Begin Document passage

When trying to get a 48 kHz sample rate on EFM32GG with the HFPERCLK set to 48 MHz in I2S mode, I get a clock speed at about 46.9 kHz. Can I get more precision in this clock rate while in master mode?
Answer
The USART clock in master mode is derived by dividing the HPERCLK. The clock divider used in the EFM32 USART is a 15-bit integral part and a 2-bit fractional part. While the hardware supports a fractional divider, it is suppressed while in master mode because it potentially violates specifications for the slave device.
To get the 48 kHz sample rate, the divider register should be configured as 0x700. This is configured in USART_BaudrateSyncSet in the em_usart.c file in emlib.
br = fHFPERCLK/(2*(1+USARTn_CLKDIV/256)
= 48M/(2*(1+0x700/256) = 3MHz
Then
sample per second = br/32/2
= 3M/32/2 = 46.875kHz
If the slave can tolerate some clock duty cycle variation, you could use the fractional part (0x6C0) to get a more accurate clock.
Where can find the USB 2.0 certification report for Wonder Gecko (WG) and Leopard Gecko (LG)?
Answer
You can find a test report for the GG along with the Application Note AN0046 files in Simplicity Studio. To find this document:
Select an EFM32WG or EFM32LG device in the [Enter product name] text box in Solutions pane in Simplicity Studio. Alternatively, connect an EFM32WG or EFM32LG kit, once Simplicity Studio displays the starter kit in Device pane, click on the kit.
Click the [Documentation] tab in right pane, click on [Application Notes], a bench of application note list displayed.
Right click on any application note, a dialog pop up.
Select [AN0046 USB Hardware Design Guide].
Click [Open Folder] at the bottom of the Application Notes dialog.
USB_2.0_Certification_report_Energy_Micro.pdf located at directory doc.
We do not have separate reports for WG and LG, but the software and the USB module are the same.
Where can I find specifications for the internal Gecko MCU VREF?
Answer
We do not have characterization of the internal references by themselves, but the accuracy is reflected in the peripheral characterization. For example, the error numbers of the ADC include the inaccuracies of the internal reference.
The latest EFM32LG datasheet added some characterization data for internal VREF voltage.
When did the SiM3U, SiM3C, and SiM3L devices start containing a device ID?
Answer
All devices after Feb 28, 2013 contain the device ID as specified in the reference manual. Prior to this time, the device ID register contains a unique ID.
When attempting to use I2C on an STK's expansion header pins, I see strange behavior. The I2C lines cannot be pulled to VDD, causing I2C transactions to fail on these pins. What causes this?
Answer
On many EFM32 STKs, some I2C locations share pins with other hardware on the board. For example, the EFM32TG STK has both an LED on PD7 and a phototransistor on PD6, both of which will interfere with I2C traffic if these pins are used for I2C. If these pins must be used for I2C, these two components should be removed from the STK.
How do I determine the location of a section or function in flash or RAM after a project has been linked/built?
Answer
All functions are placed in sections, and the flash and RAM addresses of these sections can be viewed in the .map file.
By default, Studio will generate a .map file in the debug or release folder after a project has been built successfully.
For example, if we build the STK3800_blink project in debug mode, the linker will generate a STK3800_blink.map file in the Debug folder (ie GNU ARM v4.8.3 - Debug).
The map file is organized into several sections:
1. Archive member
2. Allocating common symbols
3. Discarded input section - sections that the linker discarded since they aren't used (ie a function isn't called and variables are unused/optimized away).

End Document passage

## Instruction
In the EFM32 FAQ text, which two components on the EFM32TG STK interfere with I2C traffic, and on which pins are they?

Begin Information shown

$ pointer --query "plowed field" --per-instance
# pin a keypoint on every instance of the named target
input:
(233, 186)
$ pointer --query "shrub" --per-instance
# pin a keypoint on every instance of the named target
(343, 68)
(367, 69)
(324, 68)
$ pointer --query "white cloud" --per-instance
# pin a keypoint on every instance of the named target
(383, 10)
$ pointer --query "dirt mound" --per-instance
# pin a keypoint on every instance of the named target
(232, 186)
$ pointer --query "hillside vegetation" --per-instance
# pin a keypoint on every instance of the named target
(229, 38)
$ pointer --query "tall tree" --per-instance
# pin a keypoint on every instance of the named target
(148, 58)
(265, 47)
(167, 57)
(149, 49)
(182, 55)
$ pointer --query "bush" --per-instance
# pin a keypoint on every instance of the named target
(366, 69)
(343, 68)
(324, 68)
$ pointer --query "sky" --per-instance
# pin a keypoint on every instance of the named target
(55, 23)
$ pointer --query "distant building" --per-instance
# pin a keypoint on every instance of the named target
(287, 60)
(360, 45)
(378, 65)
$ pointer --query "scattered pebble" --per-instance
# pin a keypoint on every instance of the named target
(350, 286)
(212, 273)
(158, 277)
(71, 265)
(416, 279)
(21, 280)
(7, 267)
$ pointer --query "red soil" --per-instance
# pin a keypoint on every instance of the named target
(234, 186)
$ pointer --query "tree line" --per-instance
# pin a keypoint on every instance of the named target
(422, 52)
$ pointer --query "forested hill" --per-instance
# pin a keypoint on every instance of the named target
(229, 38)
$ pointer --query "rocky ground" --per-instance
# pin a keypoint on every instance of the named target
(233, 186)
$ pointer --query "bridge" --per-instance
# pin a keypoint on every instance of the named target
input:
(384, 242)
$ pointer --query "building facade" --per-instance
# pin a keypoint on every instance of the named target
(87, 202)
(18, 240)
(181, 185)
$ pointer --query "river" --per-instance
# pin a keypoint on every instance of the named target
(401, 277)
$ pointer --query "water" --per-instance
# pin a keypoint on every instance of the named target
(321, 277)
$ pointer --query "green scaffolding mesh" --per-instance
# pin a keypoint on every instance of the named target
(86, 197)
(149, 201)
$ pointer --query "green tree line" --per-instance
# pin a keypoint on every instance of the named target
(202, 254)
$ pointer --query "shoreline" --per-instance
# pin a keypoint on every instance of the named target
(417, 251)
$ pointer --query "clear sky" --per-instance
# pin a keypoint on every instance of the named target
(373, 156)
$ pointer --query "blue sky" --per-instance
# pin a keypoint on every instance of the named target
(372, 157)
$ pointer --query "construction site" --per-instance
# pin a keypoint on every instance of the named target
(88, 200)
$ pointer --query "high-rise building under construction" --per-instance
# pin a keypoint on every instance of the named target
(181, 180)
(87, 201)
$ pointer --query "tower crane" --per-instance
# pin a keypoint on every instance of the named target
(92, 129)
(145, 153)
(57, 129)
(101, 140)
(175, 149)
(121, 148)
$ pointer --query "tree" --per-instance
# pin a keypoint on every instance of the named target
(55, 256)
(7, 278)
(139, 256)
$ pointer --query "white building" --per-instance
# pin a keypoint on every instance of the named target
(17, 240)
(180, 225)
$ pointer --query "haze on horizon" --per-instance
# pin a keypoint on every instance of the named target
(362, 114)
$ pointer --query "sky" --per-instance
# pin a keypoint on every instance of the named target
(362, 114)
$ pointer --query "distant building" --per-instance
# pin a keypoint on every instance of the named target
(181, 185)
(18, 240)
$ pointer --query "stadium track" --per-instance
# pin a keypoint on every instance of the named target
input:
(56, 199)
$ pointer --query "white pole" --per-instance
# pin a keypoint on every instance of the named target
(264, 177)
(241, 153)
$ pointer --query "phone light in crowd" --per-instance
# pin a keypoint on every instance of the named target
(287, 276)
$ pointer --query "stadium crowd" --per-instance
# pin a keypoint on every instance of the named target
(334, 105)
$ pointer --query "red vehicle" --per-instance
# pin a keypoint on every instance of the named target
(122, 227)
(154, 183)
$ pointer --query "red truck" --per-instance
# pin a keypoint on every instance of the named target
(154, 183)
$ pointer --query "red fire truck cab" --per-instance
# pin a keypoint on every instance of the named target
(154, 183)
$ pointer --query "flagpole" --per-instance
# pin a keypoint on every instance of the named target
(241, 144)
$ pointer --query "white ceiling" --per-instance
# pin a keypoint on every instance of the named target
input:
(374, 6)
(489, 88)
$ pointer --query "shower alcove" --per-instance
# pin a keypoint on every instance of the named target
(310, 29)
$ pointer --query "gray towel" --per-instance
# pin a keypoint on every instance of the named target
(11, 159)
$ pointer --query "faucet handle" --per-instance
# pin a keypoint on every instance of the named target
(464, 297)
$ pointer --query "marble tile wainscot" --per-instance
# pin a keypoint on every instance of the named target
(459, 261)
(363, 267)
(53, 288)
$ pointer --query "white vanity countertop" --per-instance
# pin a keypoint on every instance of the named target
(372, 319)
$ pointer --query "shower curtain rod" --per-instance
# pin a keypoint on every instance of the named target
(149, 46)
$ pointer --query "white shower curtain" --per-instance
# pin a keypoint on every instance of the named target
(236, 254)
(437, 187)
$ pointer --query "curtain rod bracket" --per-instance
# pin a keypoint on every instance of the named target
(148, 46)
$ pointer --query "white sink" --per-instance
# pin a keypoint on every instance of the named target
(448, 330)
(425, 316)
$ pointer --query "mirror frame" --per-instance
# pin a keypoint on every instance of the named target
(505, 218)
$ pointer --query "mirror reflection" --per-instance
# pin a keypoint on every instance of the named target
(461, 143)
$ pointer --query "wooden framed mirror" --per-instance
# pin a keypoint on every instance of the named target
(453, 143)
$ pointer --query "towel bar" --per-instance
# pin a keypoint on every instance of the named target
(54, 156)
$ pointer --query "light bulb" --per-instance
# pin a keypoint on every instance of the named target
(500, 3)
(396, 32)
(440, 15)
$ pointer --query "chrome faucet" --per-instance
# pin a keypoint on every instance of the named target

End Information shown

## Answer to the exercise
An LED on PD7 and a phototransistor on PD6.